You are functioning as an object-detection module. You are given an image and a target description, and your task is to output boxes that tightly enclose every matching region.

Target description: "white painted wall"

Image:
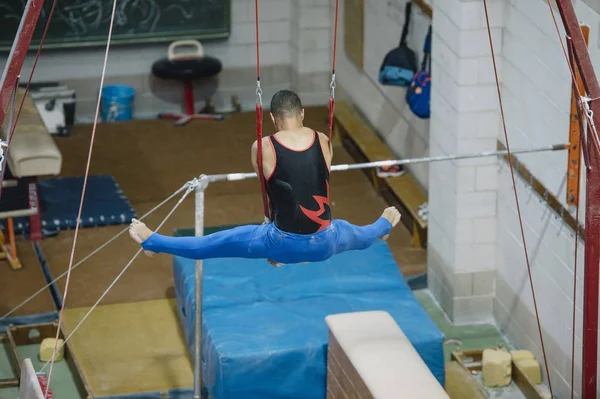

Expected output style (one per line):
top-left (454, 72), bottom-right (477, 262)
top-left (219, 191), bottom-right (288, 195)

top-left (428, 0), bottom-right (600, 398)
top-left (494, 0), bottom-right (600, 398)
top-left (337, 0), bottom-right (430, 188)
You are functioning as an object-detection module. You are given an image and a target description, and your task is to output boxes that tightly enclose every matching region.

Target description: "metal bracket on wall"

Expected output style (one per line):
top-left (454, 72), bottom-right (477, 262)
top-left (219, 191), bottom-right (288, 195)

top-left (412, 0), bottom-right (433, 18)
top-left (496, 140), bottom-right (585, 240)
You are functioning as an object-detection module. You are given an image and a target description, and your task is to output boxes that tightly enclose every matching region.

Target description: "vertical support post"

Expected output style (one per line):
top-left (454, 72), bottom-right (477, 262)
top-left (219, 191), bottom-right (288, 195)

top-left (556, 0), bottom-right (600, 399)
top-left (194, 175), bottom-right (208, 399)
top-left (567, 25), bottom-right (590, 206)
top-left (0, 0), bottom-right (44, 126)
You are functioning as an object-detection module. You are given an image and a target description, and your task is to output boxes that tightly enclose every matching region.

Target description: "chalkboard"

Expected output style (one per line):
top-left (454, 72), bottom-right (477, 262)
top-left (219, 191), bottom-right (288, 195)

top-left (0, 0), bottom-right (231, 50)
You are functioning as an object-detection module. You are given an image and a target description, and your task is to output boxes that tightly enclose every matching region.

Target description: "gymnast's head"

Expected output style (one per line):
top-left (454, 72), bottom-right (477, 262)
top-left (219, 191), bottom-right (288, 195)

top-left (271, 90), bottom-right (304, 131)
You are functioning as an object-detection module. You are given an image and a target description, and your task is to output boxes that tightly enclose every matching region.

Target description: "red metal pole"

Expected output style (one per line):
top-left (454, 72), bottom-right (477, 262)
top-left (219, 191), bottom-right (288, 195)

top-left (0, 0), bottom-right (44, 126)
top-left (556, 0), bottom-right (600, 399)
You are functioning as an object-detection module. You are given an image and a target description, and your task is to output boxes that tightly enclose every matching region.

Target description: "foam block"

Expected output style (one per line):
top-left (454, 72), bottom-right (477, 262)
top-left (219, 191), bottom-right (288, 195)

top-left (510, 350), bottom-right (535, 363)
top-left (482, 349), bottom-right (512, 387)
top-left (40, 338), bottom-right (65, 362)
top-left (444, 361), bottom-right (487, 399)
top-left (515, 359), bottom-right (542, 385)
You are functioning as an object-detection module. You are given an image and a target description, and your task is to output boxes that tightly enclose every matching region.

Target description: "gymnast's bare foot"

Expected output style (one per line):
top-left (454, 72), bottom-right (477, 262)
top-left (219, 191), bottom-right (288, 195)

top-left (381, 206), bottom-right (401, 240)
top-left (129, 218), bottom-right (155, 256)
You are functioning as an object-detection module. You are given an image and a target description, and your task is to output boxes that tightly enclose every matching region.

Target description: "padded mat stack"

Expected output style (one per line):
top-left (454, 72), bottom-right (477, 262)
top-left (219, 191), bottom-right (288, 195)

top-left (0, 240), bottom-right (58, 331)
top-left (7, 175), bottom-right (135, 232)
top-left (173, 242), bottom-right (444, 399)
top-left (64, 299), bottom-right (193, 399)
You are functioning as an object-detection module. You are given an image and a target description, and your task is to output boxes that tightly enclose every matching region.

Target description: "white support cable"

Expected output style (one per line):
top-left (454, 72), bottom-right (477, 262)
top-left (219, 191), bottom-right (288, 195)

top-left (0, 82), bottom-right (21, 174)
top-left (581, 96), bottom-right (600, 152)
top-left (0, 179), bottom-right (196, 321)
top-left (39, 183), bottom-right (198, 373)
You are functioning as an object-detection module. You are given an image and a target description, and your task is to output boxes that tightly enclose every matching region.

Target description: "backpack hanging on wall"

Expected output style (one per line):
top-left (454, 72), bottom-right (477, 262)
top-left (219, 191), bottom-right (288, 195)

top-left (406, 26), bottom-right (431, 119)
top-left (379, 1), bottom-right (417, 86)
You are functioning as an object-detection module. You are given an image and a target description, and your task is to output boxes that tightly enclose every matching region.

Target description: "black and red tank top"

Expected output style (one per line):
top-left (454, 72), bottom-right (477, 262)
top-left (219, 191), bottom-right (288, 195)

top-left (266, 131), bottom-right (331, 234)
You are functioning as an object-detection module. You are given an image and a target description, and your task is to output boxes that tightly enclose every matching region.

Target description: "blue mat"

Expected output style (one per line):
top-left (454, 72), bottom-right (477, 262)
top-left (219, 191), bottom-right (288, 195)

top-left (5, 175), bottom-right (135, 233)
top-left (173, 242), bottom-right (444, 399)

» **TASK DESCRIPTION**
Could you arrange the data as a numbered list, starting with its first line and going on through the line with "top-left (337, 0), bottom-right (430, 188)", skipping blank lines and leaving out the pictures?

» **FULL ANSWER**
1. You are functioning as an object-detection module. You are given an image and a target description, and your task is to output boxes that tightly enclose every matching region.
2. Target description: "white painted wall"
3. Image:
4. Expected output style (one per line):
5. top-left (454, 72), bottom-right (477, 262)
6. top-left (219, 191), bottom-right (288, 195)
7. top-left (428, 0), bottom-right (600, 398)
8. top-left (494, 0), bottom-right (600, 398)
9. top-left (337, 0), bottom-right (430, 188)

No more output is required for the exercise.